Exercise passage
+---+
Florent-Claude Labrouste, our protagonist and narrator, is a middle-aged man in a high paying government position of little consequence who is bored with his job, life, loves, future, and past. Within the first few pages we listen as Florent-Claude creeps on some girls at a gas station in Spain, fetishizing their breasts and butts and potential sexual openness. He’s aware of his great wealth of practical knowledge in the world and imagines how awestruck they are with his ability to help them put more air in the tires of their car.
In this first scene, we have the tone of nearly the entirety of the rest of the novel: massive misogyny, perceived superiority even outside of gender issues (he’s driving a Mercedes G-wagon), and disdain for all and anything that doesn’t meet his standards. A wealthy, white man who’s bored of his privilege. How provocative!
Later our narrator finds a video of his longtime partner engaging in sex with dogs, which he discovers while snooping around her computer. This partner is formed as a shell, or bauble. She has no character, no arc, no growth, no presence, besides being a source of boredom for Florent-Claude. And the discovery of this bestiality video is not altogether different from the other sexual escapades he does sanction, and participate in, with her (orgies, bukkake, etc.). But this moment does create the space for the focus of the rest of the novel: going off the grid and living comfortably with easy access to food and alcohol and no obligations to anyone or anything.
+---+
Information shown
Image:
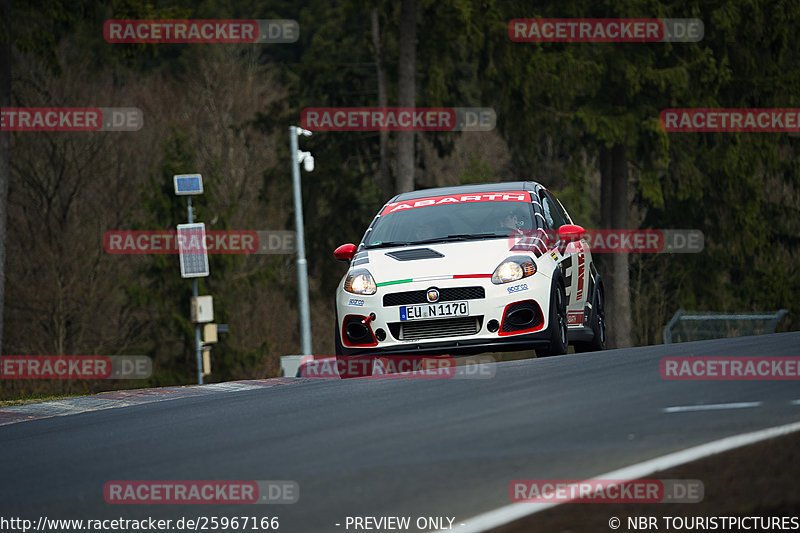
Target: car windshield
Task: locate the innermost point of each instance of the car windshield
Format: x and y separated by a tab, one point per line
+---+
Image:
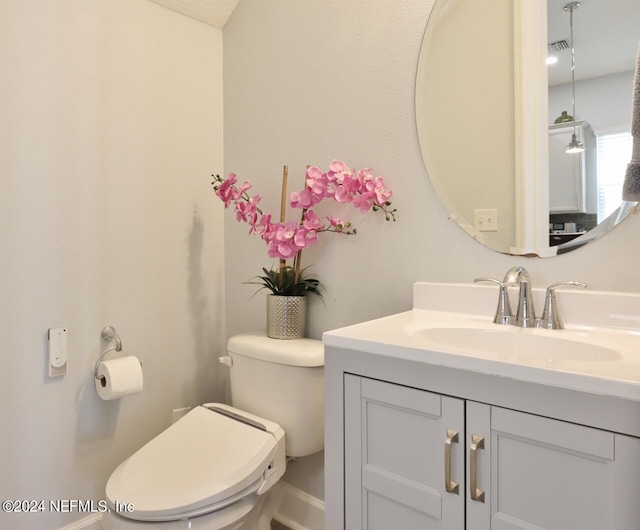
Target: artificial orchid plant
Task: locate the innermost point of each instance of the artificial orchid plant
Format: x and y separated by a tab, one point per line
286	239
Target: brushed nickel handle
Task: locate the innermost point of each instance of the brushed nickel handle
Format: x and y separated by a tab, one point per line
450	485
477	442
+---+
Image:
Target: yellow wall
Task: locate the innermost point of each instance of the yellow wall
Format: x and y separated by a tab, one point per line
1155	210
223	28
+---+
Answer these from the review of the novel narrated by Florent-Claude Labrouste:
(a) In what country is the gas station where the opening scene takes place?
(b) What car is the narrator driving?
(c) According to the review, what does the rest of the novel focus on?

(a) Spain.
(b) A Mercedes G-wagon.
(c) Going off the grid and living comfortably with easy access to food and alcohol and no obligations to anyone or anything.